Please copy each line from the entries that contains the string "overpass".

+++ Listed entries

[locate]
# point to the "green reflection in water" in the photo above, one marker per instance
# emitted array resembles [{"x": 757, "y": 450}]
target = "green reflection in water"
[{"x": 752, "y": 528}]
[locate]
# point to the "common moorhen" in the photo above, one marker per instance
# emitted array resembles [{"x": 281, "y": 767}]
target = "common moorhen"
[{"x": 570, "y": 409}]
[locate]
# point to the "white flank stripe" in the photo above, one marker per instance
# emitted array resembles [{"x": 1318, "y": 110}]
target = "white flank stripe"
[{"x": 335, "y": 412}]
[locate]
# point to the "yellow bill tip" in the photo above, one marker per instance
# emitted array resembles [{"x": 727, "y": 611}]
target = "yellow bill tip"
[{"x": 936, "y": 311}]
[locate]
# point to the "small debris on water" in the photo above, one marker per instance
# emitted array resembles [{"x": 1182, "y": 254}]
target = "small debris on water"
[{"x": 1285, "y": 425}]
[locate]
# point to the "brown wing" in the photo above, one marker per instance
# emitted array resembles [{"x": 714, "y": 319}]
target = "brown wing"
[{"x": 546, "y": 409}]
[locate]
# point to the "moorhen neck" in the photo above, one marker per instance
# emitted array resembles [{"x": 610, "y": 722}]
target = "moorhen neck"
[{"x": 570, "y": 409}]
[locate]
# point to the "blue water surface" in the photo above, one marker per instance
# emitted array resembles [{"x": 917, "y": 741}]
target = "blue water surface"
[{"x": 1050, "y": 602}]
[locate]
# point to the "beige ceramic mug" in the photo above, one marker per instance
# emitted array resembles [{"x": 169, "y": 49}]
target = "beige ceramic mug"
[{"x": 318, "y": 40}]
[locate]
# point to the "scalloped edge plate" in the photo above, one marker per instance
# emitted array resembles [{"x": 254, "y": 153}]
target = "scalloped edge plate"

++++++
+++ Listed entries

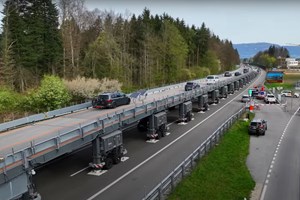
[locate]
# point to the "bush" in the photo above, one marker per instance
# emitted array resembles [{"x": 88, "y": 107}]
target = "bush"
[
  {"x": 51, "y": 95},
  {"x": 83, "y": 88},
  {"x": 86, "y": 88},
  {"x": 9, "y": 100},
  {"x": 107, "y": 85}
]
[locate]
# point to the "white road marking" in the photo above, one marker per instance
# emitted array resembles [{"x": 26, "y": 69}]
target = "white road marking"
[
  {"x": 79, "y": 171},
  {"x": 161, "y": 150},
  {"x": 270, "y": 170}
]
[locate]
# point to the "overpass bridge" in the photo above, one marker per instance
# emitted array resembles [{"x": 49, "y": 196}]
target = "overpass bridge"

++++++
+++ Listed entries

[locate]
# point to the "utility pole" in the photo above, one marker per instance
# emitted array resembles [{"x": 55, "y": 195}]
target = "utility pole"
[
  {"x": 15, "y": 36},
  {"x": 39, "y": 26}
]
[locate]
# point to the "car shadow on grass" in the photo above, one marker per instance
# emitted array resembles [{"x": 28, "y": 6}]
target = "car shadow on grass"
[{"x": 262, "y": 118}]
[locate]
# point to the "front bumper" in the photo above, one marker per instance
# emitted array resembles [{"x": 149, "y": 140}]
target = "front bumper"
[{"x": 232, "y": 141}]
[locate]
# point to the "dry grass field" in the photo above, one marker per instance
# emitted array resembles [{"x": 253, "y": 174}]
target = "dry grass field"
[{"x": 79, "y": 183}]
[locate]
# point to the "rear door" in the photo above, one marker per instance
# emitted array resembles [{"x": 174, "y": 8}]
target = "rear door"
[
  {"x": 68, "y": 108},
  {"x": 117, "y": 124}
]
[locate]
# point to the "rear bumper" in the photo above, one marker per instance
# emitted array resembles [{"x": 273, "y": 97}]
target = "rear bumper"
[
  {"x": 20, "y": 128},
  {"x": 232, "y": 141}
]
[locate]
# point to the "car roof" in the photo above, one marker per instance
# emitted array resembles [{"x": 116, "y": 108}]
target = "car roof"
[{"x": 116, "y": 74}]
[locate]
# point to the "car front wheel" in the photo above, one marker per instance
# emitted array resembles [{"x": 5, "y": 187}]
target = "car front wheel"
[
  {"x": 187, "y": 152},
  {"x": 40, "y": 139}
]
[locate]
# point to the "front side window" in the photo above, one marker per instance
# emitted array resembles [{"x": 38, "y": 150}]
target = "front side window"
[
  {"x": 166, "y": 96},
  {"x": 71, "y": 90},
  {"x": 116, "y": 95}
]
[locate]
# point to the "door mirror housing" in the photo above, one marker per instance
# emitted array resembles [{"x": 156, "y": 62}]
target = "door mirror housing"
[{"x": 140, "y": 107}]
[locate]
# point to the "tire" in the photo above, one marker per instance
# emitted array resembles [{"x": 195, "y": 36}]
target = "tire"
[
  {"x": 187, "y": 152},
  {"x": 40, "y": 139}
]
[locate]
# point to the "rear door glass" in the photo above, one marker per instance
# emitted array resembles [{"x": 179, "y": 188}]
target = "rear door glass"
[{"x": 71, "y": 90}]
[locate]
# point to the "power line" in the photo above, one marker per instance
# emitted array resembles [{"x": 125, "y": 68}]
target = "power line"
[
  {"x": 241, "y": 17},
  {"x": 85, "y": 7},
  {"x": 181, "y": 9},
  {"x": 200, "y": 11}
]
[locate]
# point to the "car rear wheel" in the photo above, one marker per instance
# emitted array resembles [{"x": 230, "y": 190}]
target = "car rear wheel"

++++++

**Answer to this problem**
# point to the "overpass bridge" in the photo above, one marker per instance
target = "overpass bridge"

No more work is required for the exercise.